Hughes reviewed leaked internal emails, consulted battery scientists, and spoke with Lauri Peltola, the former chief commercial officer and co-founder of Donut Lab affiliate Nordic Nano. What emerged was a tangled web of companies chasing investor money, technology sourced from a separate firm called CT Coatings that turned out to be misleading, and Donut Lab’s own failure—whether by choice or incompetence—to conduct the basic due diligence needed to verify what CT Coatings was actually delivering.

“Neither of the companies had, when I was still working at Nordic Nano, a deep understanding on battery chemistry and manufacturing,” Peltola told Ziroth. “I was relying on the information that I was receiving from Donut Lab, as was everybody on the Nordic Nano side.” He added that before the reveal in January, Donut Lab told Nordic Nano that it had internally done thorough technical due diligence, and that they could “bravely” introduce the technology at CES.  

Among the most damning evidence is the lithium-ion cell’s expansion curve, which is a way to graphically track the changes in the battery’s thickness or internal pressure as it charges or discharges. Lithium-ion batteries with a standard graphite anode typically show a small but distinctive kink in their steep expansion curve at around 50-60% state of charge, caused by ions reordering themselves during charging and producing slight cell swelling, according to Hughes. 



Battery Expansion Curve

Photo by: Ziroth

During testing at Finland’s VTT Research Institute, the Donut Lab cell showed an identical kink. The numbers didn’t lie either. Ziroth said the cell’s 94 watt-hour capacity, as revealed by the VTT test results, and the 315-gram mass that Donut Lab revealed at CES, work out to an energy density of 298 watt hours per kilogram, nearly identical to CT Coatings’ own cell and well short of Donut Lab’s claimed 400 Wh/kg.

Several battery scientists InsideEVs interviewed after the initial announcement also urged caution and pushed for more substantiating data. The latest investigation highlighted that even impressive performance figures like charging the motorcycle from 10-80% in 12 minutes and surviving temperatures up to 100 degrees Celsius are well within the range of what advanced lithium-ion batteries can already achieve when stress tested.

That’s the broader context worth keeping in mind. Lithium-ion battery technology has been moving fast. The new Mercedes-AMG GT can charge from 10-80% in just 11 minutes, thanks to silicon-containing anodes. Over in China, BYD’s Flash chargers push its second-generation Blade batteries from 10-97% in just nine minutes. 



Verge Motorcycles

Photo by: Verge Motorcycles



While genuine efforts to develop true solid-state batteries are underway at major companies like Toyota and CATL, firms with decades of manufacturing experience and billions in R&D budgets, it’s likely a stretch to believe that the breakthrough would come from a startup that has never manufactured a single battery cell.

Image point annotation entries
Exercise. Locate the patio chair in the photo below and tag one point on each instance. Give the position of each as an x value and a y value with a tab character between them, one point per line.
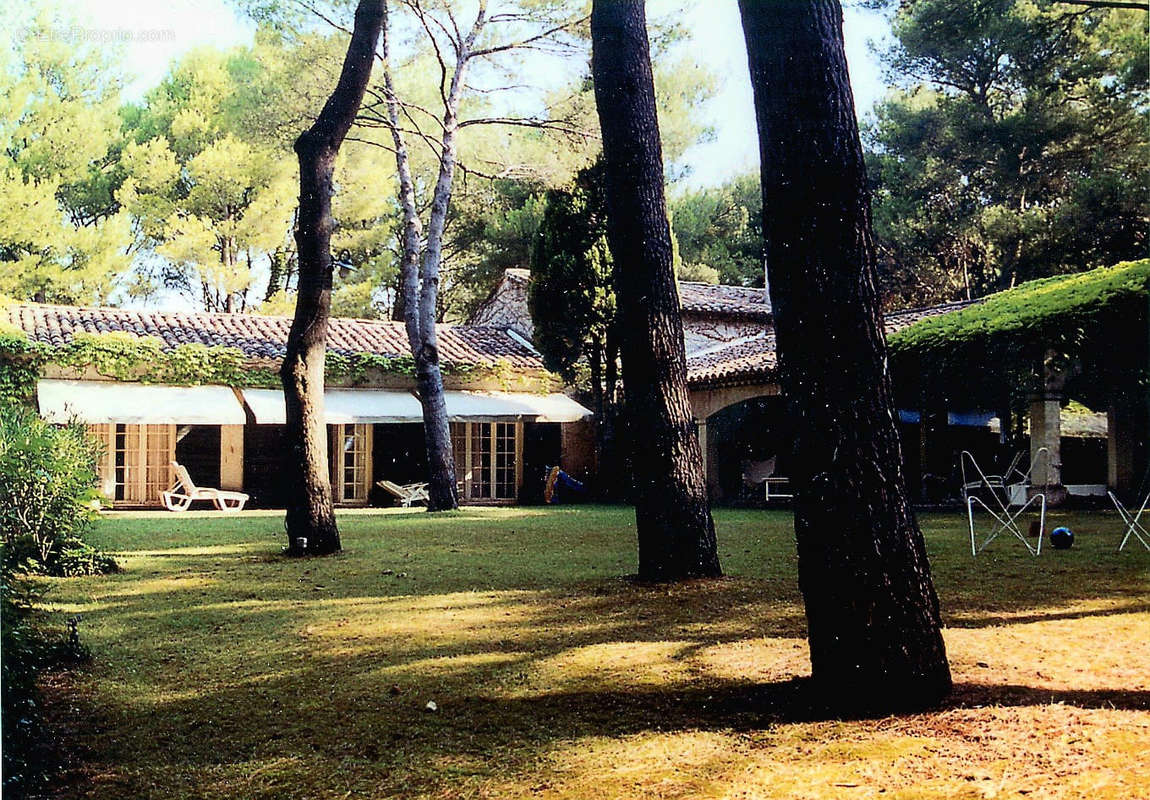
1134	525
1006	501
976	481
184	492
406	493
756	472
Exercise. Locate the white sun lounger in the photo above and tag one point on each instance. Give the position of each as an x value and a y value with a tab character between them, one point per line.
184	492
406	493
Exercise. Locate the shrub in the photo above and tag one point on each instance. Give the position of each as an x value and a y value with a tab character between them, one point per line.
47	478
47	489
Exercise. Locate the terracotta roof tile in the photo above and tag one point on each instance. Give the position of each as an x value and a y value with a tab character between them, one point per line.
729	301
699	298
753	358
265	337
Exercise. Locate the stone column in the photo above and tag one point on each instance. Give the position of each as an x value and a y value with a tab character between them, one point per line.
710	461
1047	432
1126	447
231	458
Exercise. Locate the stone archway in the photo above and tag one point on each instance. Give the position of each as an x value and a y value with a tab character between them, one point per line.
707	401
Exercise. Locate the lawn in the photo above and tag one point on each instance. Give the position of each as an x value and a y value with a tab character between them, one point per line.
223	670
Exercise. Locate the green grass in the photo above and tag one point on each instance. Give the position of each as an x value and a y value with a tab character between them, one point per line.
223	670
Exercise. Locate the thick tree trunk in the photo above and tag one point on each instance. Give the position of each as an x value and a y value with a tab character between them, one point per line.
675	531
871	606
311	520
420	287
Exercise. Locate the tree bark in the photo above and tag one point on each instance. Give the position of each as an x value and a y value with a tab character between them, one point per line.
420	283
871	606
676	536
311	520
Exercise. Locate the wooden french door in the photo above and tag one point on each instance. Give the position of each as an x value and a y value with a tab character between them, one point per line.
136	464
488	459
351	463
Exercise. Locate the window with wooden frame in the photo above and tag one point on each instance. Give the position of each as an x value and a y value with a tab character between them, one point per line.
136	463
488	460
351	462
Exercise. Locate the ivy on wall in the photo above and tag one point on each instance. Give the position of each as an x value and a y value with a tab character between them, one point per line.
1091	325
125	356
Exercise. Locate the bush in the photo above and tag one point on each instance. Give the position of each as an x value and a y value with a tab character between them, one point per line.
47	490
47	478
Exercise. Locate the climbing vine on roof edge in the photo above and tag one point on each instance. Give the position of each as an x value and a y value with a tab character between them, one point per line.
125	356
1093	324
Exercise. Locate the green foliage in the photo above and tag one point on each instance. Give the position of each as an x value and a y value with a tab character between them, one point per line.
1094	324
127	356
1012	148
47	490
721	230
572	294
1062	309
62	237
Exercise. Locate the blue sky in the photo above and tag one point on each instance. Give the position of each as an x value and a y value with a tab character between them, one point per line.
717	41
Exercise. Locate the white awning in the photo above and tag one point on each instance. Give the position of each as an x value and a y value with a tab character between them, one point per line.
109	401
340	406
375	405
504	406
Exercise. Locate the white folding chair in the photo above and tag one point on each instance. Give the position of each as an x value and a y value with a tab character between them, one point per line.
1133	525
1007	501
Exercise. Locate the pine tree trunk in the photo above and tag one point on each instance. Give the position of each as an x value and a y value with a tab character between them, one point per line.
311	520
419	290
675	531
871	606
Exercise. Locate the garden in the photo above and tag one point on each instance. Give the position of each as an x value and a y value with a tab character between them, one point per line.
504	653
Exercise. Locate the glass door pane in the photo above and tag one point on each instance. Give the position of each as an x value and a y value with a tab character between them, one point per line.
505	460
481	461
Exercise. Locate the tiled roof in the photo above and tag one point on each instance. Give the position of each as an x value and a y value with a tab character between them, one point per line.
753	358
743	359
266	337
729	301
897	321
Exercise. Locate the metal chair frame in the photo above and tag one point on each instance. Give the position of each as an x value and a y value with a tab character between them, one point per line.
1004	512
1133	525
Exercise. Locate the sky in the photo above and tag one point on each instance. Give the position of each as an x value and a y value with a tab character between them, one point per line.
153	32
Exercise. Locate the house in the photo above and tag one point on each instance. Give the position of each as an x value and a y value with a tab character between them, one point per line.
731	370
223	417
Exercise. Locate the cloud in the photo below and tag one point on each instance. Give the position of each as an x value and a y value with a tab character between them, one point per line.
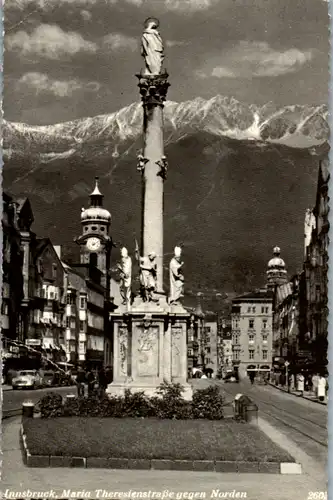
49	41
175	43
42	84
255	59
189	5
86	15
117	41
184	6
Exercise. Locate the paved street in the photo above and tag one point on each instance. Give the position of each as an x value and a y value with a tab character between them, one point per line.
272	405
303	421
16	477
13	400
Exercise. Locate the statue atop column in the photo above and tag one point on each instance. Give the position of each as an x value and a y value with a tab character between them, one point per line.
148	275
152	48
125	268
176	277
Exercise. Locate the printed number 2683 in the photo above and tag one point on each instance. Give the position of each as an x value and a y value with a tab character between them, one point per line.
317	495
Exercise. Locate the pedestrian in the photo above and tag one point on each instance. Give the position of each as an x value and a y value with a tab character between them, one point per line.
102	382
90	378
80	380
321	387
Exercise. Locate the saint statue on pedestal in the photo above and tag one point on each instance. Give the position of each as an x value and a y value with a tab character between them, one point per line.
148	274
152	48
176	277
125	268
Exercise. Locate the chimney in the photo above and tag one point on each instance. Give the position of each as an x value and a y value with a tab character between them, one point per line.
57	249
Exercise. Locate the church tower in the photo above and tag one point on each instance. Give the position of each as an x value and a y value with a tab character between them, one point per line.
95	242
276	272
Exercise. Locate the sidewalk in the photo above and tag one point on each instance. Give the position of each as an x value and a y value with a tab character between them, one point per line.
17	477
6	387
306	394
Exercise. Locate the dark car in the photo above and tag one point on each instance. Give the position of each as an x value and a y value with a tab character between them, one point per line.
48	378
231	377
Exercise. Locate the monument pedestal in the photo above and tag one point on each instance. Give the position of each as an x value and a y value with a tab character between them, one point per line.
150	347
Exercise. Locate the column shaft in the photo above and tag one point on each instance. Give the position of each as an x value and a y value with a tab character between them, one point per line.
153	187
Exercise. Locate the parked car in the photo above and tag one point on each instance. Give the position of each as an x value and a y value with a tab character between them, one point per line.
27	379
231	377
48	378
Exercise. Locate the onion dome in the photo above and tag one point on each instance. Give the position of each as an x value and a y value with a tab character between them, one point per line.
198	310
96	212
276	262
277	272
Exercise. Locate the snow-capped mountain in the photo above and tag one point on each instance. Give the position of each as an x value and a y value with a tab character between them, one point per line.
253	173
296	126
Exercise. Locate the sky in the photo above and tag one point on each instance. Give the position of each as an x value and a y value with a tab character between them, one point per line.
68	59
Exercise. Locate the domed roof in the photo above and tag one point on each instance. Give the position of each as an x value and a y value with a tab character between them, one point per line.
95	213
276	261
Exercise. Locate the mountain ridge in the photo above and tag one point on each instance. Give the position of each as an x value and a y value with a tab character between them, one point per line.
247	193
293	125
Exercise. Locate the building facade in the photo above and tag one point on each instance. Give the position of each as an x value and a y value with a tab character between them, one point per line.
12	277
314	289
286	321
252	332
202	341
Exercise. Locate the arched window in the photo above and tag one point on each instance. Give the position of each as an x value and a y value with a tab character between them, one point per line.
93	259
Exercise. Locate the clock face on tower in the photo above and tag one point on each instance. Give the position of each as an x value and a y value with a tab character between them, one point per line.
93	244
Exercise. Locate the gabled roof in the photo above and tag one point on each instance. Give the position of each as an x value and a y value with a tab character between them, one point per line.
255	295
282	292
41	244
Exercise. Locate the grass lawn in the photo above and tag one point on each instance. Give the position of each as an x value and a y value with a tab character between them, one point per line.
150	438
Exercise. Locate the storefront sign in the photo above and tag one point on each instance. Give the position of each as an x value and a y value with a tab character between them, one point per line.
33	341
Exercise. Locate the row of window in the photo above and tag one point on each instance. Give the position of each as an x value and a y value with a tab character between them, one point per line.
264	354
71	323
236	337
70	300
264	323
264	310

What to do:
#1 Answer these questions from the article on Donut Lab's battery:
(a) What energy density did Donut Lab claim for its cell?
(b) At which institute was the Donut Lab cell tested?
(c) How many minutes does the new Mercedes-AMG GT take to charge from 10-80%?
#2 List every charging time given in the article on Donut Lab's battery. For each, say what it applies to and the charge range.
Answer from the article alone.

Expected outputs:
#1
(a) 400 Wh/kg
(b) Finland's VTT Research Institute
(c) 11 minutes

#2
- 12 minutes: the motorcycle, from 10-80%
- 11 minutes: the new Mercedes-AMG GT, from 10-80%
- Nine minutes: BYD's second-generation Blade batteries on its Flash chargers, from 10-97%